■ Consigne
Résumez en trois phrases le texte sur les monuments funéraires élevés en France.

■ Document source
▼▼▼
Ce néant, cette nuit éternelle qui suit l’homme après sa mort : l’idée affligeante que son nom, ses vertus, les services qu’il a rendus à sa partie, à la société tout entière, peuvent rester ignorés des générations futures et de point être pour elles un sujet d’émulation, firent naître chez les nations le besoin de couvrir les restes mortels d’un chef de peuplade, d’un guerrier, d’un législateur, d’un sage, de monumens durables qui pussent perpétuer leur souvenir et rappeler leurs titres à l’admiration comme à la reconnaissance publique. Selon les siècles, les nations, le degré de civilisation des peuples, ces monumens eurent des physionomies différentes. Nous nous occuperons seulement ici de ceux que la France a vu s’élever sur son sol.

Dans les premiers âges, ces monumens furent simples comme les peuples qui les créèrent. Un ménir, ou pilier brut, autrement dit une pierre levée, tantôt posée sur sa base naturelle, fichée sur sa pointe ; ensuite un lécumène, formé de deux piliers semblables, peu distans l’un de l’autre, laissés isolés ou plus souvent réunis par une pierre formant une espèce d’achitrave ; puis un dolmine, composé de deux ou plusieurs grandes pierres plates, posée de champ, parallèlement, et sur lesquelles repose une autre pierre plate formant table, ou servant de couverture à une espèce de chambre ou de caveau, selon le nombre des murailles ; enfin des colonnades formées de lecamènes allignés, traçant un cercle ou un ovale, quelquefois un carré, sont les premiers signes ostensibles qui distinguent les sépultures des nations qui habitèrent la Gaule.

À ces décorations lapidaires, dépourvues de toute inscription, de tout ornement, succédèrent d’immenses cônes en terre rapportées, recouverts de gazons qui, plus tard, rassemblés dans des espèces de lieux consacrés, donnèrent naissance aux collines, espèces de champs de repos où des milliers de tertres semblables couvrent les restes d’antiques populations.

Avec la civilisation et les arts qui viennent à sa suite, ces signes extérieurs de la religion des tombeaux se modifièrent et prirent des formes plus régulières, plus élégantes, surtout après que les Romains eurent rendu témoins de leur faste monumental les peuples qu’ils subjuguèrent. Alors la simple pierre levée s’équarrit, s’aplatit, devint circulaire vers le haut, reçut une inscription, et, offrit alors un véritable souvenir du personnage dont elle était appelée à perpétuer la mémoire. Le ménir, reposant sur sa pointe, se transforma en hermès, en cippe, en colonne, qu’on surmonta d’une urne ou d’un buste : retourné, taillé, ce ménir fut un obélisque. Le lécamène prit la forme d’un riche portique orné de membres d’architecture. Le caveau, construit de cinq pierres gigantesques, en acquérant de la régularité, du développement dans son plan, dans son élévation, fut alors une véritable chambre sépulcrale dont l’entrée cessa d’être interdite à jamais. Les dolmines continus se retrouvèrent dans ces arcades symétriques et non interrompues qui, pendant plusieurs siècles, bordèrent nos cimetières, et sous lesquelles étaient rangés les monumens funéraires des familles distinguées et opulentes de nos citées ; enfin le cône de terre devint une pyramide en pierre, qui témoigna par sa dimension du mérite ou de l’importance du personnage dont elle couvrait les restes, ainsi que l’avaient fait les autres monumens que nous avons cités. Mais, il faut le dire, ces monumens des premiers âges, qui nous étonnent par la hardiesse sauvage de leur masse, perdirent, en se modifiant après la conquête des Gaules, de leur caractère imposant et merveilleux ; ils cessèrent d’être en état de pouvoir braver la succession des siècles et les outrages des hommes, et, à mesure que le luxe et l’ostentation les multiplièrent, ils devinrent de plus en plus chétifs et destructibles.
▲▲▲
■ Extrait source
▼▼▼
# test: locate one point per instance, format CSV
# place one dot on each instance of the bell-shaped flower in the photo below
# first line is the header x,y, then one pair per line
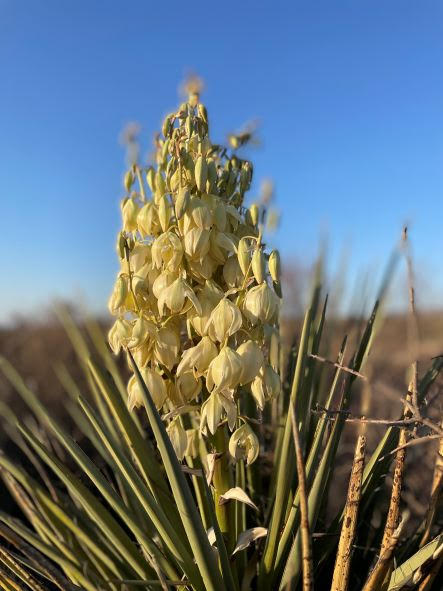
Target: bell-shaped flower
▲▲▲
■ Réponse attendue
Pour que le nom et les mérites d'un chef, d'un guerrier, d'un législateur ou d'un sage ne soient pas oubliés des générations futures, les nations ont couvert leurs restes de monuments durables, et le texte ne traite que de ceux que la France a vus s'élever sur son sol. En Gaule, les premières sépultures furent de simples pierres sans inscription ni ornement, comme les ménirs, les dolmines et les colonnades, puis d'immenses cônes de terre recouverts de gazon. Avec la civilisation et l'exemple des Romains, ces formes devinrent plus régulières et plus élégantes : le ménir se changea en cippe, en colonne ou en obélisque et le cône de terre en pyramide de pierre, mais ces monuments perdirent leur caractère imposant et devinrent de plus en plus chétifs et destructibles.